+++ Records for the task

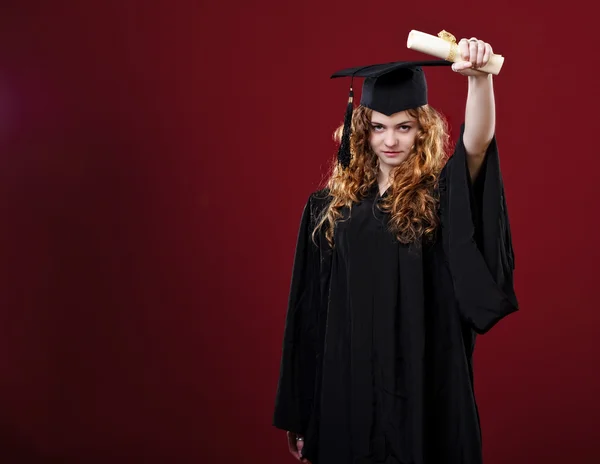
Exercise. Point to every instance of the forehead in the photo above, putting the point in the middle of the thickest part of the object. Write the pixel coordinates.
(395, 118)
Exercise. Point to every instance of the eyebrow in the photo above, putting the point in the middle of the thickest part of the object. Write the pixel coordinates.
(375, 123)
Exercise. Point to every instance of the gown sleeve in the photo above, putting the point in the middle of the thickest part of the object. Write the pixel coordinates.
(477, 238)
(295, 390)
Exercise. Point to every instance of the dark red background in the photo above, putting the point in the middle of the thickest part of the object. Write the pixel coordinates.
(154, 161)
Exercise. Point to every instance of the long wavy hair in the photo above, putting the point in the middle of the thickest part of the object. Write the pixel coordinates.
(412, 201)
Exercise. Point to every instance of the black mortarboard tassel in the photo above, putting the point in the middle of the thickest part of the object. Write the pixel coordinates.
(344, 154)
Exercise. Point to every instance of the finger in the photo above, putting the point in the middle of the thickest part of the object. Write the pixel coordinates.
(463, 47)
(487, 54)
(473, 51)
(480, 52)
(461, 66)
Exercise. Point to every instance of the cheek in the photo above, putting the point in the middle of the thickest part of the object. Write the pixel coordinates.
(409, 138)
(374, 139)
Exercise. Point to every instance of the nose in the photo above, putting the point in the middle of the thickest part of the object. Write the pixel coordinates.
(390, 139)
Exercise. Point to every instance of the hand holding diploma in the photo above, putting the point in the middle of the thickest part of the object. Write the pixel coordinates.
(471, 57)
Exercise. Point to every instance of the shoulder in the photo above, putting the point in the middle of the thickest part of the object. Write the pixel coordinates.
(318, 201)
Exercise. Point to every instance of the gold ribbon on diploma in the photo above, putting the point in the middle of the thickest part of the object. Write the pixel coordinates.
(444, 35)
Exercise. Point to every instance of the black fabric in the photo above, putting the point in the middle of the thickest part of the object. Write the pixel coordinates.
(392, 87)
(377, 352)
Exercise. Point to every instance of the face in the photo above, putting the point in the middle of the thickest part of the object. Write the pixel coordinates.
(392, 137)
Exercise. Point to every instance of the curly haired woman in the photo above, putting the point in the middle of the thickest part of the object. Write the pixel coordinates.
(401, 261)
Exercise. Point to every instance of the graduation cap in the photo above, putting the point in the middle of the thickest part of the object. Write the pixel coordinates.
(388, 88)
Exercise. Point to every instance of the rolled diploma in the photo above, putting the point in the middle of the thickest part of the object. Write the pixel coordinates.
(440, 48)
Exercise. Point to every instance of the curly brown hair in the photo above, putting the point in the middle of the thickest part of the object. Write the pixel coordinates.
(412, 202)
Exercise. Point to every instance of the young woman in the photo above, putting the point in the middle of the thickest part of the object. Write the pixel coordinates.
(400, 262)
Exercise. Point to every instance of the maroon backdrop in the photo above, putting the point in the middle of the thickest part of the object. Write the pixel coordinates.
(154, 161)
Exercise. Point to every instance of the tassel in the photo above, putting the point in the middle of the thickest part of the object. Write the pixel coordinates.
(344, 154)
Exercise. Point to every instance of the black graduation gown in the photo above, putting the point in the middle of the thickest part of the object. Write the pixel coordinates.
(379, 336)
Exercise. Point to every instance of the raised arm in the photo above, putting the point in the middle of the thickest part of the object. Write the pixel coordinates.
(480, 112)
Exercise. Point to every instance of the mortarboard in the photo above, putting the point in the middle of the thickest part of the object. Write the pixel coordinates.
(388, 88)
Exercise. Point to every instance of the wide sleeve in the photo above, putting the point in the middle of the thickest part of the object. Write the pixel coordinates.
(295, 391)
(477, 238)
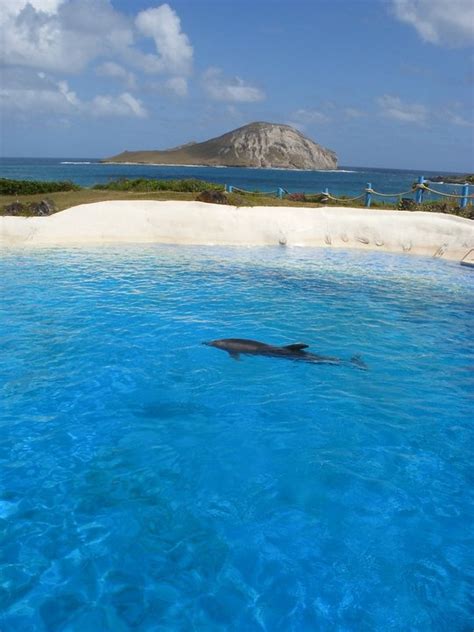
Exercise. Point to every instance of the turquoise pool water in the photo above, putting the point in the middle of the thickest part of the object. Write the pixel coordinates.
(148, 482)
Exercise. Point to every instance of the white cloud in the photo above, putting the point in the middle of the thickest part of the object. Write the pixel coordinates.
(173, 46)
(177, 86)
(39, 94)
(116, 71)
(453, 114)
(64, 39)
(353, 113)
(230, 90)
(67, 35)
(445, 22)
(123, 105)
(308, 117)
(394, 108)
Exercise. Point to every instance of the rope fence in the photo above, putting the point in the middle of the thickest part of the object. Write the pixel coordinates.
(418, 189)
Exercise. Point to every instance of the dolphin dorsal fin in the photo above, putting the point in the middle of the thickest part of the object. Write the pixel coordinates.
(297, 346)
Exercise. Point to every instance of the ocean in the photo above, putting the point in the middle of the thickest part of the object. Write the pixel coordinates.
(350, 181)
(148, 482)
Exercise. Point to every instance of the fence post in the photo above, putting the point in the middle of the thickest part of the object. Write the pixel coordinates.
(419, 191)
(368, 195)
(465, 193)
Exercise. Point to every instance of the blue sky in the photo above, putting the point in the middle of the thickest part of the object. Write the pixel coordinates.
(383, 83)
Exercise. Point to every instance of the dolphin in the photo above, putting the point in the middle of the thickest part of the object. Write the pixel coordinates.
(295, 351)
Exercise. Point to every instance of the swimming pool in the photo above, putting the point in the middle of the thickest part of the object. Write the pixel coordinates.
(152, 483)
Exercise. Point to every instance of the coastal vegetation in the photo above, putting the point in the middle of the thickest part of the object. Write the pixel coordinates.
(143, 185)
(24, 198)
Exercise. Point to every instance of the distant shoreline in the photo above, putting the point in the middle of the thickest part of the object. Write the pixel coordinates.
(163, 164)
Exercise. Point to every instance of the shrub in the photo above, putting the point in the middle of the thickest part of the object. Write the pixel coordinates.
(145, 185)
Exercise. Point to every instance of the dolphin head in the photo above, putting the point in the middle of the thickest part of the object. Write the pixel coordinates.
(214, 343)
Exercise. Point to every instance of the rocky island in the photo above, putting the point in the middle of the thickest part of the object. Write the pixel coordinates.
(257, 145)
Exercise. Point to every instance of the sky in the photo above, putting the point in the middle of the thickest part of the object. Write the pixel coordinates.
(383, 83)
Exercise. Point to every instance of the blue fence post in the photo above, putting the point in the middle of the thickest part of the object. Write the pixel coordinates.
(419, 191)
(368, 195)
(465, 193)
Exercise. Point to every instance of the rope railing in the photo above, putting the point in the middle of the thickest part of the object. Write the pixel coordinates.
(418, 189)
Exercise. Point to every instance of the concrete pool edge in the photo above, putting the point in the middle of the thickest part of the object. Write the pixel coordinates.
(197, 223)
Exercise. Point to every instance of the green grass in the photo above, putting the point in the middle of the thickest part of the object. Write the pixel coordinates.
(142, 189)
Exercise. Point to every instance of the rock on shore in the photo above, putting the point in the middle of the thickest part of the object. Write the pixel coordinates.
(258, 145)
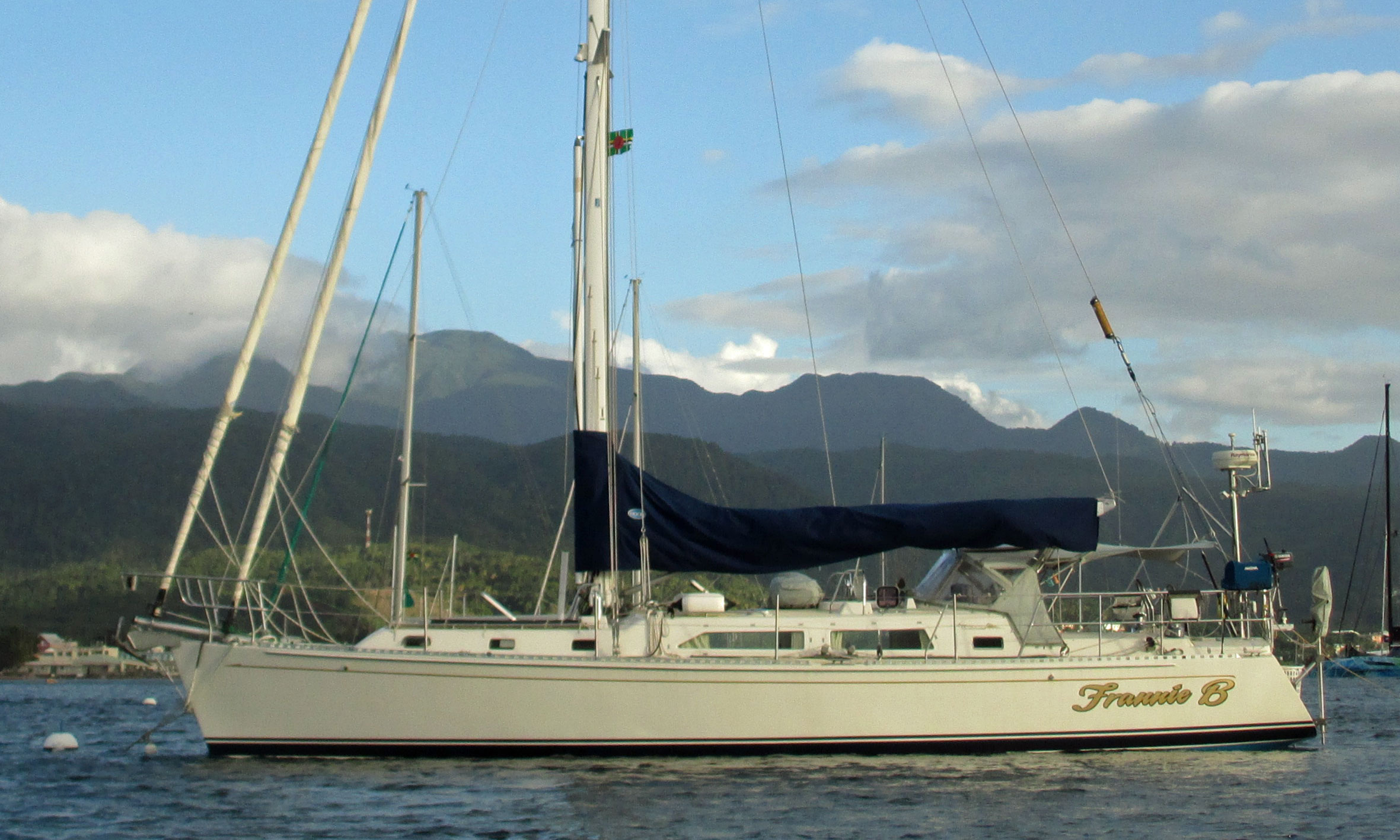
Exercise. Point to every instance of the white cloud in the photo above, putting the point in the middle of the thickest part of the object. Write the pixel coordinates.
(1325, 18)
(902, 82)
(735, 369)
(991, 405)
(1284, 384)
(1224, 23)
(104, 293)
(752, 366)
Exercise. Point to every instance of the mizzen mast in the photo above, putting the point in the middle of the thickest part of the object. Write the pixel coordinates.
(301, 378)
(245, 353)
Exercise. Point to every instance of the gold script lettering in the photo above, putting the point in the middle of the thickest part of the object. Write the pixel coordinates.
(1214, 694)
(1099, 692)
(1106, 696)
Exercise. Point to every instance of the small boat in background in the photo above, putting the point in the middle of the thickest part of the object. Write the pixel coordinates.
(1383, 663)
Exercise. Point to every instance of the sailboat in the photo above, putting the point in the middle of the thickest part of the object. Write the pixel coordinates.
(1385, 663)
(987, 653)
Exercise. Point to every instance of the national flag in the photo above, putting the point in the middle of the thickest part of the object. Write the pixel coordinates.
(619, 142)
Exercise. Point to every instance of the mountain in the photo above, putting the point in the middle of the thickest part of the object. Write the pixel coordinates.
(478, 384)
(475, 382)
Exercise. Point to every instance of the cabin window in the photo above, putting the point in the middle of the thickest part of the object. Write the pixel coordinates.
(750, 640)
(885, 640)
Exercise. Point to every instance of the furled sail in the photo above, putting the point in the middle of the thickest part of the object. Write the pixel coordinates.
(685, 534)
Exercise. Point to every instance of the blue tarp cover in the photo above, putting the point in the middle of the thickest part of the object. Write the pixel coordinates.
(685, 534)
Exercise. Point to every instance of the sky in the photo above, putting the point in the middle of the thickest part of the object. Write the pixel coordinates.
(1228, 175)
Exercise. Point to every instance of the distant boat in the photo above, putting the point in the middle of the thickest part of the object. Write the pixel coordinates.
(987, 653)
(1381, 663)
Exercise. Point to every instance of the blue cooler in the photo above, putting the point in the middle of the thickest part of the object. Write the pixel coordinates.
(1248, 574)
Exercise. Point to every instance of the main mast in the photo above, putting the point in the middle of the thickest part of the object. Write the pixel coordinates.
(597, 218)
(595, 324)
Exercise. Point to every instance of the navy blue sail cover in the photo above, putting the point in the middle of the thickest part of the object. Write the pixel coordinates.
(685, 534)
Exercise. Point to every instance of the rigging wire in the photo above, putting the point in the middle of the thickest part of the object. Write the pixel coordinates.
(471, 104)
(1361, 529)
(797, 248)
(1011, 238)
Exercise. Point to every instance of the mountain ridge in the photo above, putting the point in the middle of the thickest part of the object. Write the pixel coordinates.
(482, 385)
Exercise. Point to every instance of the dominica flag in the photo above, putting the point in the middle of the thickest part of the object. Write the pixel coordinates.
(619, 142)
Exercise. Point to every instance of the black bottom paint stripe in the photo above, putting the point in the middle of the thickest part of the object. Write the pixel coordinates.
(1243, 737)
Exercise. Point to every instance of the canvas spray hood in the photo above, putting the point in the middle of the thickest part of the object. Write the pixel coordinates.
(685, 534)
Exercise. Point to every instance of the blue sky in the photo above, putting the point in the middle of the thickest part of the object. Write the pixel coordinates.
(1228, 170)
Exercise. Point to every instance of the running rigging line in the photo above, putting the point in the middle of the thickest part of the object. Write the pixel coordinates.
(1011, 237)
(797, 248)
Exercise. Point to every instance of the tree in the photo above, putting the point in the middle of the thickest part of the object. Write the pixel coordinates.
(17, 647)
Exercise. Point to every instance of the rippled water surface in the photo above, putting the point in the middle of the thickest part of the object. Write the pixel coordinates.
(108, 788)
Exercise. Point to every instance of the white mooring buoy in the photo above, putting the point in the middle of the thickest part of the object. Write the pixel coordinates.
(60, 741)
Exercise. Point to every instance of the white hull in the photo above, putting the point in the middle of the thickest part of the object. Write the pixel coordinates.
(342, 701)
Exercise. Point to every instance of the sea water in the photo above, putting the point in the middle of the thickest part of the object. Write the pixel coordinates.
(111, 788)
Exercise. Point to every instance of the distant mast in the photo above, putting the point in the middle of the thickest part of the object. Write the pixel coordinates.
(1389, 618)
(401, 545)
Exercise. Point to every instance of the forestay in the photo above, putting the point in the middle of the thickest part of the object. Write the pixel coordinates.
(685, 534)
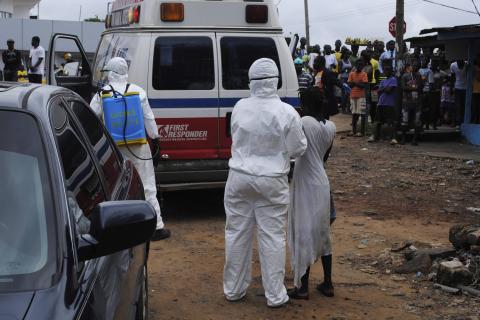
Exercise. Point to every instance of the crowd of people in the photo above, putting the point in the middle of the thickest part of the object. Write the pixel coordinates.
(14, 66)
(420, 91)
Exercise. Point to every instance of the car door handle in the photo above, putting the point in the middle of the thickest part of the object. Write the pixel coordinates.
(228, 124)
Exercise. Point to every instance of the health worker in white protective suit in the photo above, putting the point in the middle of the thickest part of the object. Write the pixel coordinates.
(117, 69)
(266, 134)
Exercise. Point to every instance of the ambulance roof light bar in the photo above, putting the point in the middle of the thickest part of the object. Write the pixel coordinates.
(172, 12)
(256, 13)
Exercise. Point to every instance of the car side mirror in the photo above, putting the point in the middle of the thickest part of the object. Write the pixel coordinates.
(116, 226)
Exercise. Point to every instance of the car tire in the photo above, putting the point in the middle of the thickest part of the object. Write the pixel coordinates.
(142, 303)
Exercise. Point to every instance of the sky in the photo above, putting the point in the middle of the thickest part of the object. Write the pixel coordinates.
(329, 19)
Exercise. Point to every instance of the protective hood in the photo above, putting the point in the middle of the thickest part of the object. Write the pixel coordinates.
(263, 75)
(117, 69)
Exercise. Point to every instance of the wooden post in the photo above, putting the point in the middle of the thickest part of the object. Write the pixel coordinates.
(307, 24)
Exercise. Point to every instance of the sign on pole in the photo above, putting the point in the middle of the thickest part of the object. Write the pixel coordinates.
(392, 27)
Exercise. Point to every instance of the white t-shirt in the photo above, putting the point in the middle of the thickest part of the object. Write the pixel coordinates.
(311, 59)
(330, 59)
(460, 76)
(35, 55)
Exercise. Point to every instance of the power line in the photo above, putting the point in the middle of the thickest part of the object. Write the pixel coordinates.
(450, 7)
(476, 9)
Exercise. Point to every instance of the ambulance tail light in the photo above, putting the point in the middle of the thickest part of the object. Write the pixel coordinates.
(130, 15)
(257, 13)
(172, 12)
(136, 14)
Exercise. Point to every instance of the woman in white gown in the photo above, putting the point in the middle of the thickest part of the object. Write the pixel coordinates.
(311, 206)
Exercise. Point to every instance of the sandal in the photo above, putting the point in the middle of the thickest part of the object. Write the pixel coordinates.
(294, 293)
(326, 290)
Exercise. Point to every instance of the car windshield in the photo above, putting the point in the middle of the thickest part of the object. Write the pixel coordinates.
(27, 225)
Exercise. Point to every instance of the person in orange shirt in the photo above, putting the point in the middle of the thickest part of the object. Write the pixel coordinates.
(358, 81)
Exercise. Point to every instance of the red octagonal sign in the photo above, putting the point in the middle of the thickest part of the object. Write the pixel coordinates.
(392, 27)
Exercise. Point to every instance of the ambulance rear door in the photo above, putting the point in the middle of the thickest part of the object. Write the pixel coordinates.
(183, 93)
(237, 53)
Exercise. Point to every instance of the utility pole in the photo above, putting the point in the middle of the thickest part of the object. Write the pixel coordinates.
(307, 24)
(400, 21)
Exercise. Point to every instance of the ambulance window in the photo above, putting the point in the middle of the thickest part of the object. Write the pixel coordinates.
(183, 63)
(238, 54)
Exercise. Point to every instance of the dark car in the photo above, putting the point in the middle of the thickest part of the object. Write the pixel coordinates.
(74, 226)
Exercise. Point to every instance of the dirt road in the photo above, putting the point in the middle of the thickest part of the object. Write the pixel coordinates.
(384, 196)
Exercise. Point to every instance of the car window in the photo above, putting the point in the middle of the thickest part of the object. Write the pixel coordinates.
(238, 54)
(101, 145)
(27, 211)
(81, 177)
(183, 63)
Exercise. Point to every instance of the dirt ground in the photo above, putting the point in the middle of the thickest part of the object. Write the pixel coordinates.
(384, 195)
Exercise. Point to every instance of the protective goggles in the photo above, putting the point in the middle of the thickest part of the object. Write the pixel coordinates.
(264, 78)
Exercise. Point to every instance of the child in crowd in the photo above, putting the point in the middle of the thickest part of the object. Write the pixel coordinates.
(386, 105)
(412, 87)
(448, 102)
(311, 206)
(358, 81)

++++++

Write out exactly the lines starting with the one that holds "Exercise. Point to every instance of the dirt ground" and running through the last line above.

*Solution to this task*
Exercise. Point to every instance of the dirt ground in the photo above, putting the point in the middle of the thickest part of the object. Write the pixel coordinates.
(384, 195)
Exercise. Point to every instance of the protective goggles in the photo above, putting the point in the middle of the thickest part of the object. Write the pixel coordinates.
(264, 78)
Exercise. Point to every instance of the child in crowd in the photo above, putting the point in the middle of the thickest part of the object. Write the pixel coordinates.
(386, 105)
(412, 87)
(448, 102)
(311, 206)
(358, 81)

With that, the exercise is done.